Copy exactly the lines that run from the one containing "the tree bark" through the end of the entries, both ends included.

╭─ The input

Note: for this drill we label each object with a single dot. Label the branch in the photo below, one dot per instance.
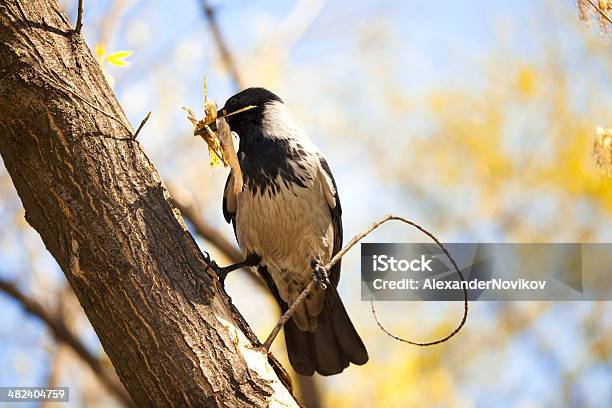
(287, 315)
(103, 212)
(79, 23)
(60, 331)
(226, 55)
(141, 125)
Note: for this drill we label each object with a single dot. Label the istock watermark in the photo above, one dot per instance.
(420, 271)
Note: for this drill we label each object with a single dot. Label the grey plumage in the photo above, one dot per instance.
(288, 214)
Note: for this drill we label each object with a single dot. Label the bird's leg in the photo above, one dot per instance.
(250, 260)
(319, 274)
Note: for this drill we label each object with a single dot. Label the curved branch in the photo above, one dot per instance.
(287, 315)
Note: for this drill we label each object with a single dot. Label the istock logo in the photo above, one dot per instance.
(384, 263)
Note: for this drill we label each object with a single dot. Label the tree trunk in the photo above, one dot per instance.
(103, 212)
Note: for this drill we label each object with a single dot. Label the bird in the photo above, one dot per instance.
(287, 219)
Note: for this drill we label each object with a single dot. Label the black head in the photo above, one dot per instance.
(242, 121)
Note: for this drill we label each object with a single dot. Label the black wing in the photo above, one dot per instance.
(229, 203)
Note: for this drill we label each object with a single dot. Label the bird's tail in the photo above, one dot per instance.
(331, 347)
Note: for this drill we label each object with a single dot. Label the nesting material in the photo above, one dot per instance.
(220, 144)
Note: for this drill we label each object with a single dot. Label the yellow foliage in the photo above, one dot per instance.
(526, 81)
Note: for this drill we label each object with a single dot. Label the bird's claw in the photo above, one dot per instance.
(320, 275)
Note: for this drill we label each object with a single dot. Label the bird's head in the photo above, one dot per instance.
(252, 119)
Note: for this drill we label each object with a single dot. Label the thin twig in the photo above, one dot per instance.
(226, 55)
(61, 332)
(141, 125)
(603, 13)
(287, 315)
(79, 24)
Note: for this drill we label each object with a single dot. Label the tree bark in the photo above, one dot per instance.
(104, 214)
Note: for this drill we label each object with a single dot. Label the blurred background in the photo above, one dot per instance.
(475, 119)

╰─

■ Finished task:
Note: for this drill we label each object with a single dot. Label the tree bark in the photo above, one dot per instance.
(104, 214)
Note: for this drill we label each object with a single dot. Label the blurred background in the photo above, one dot per instance.
(475, 119)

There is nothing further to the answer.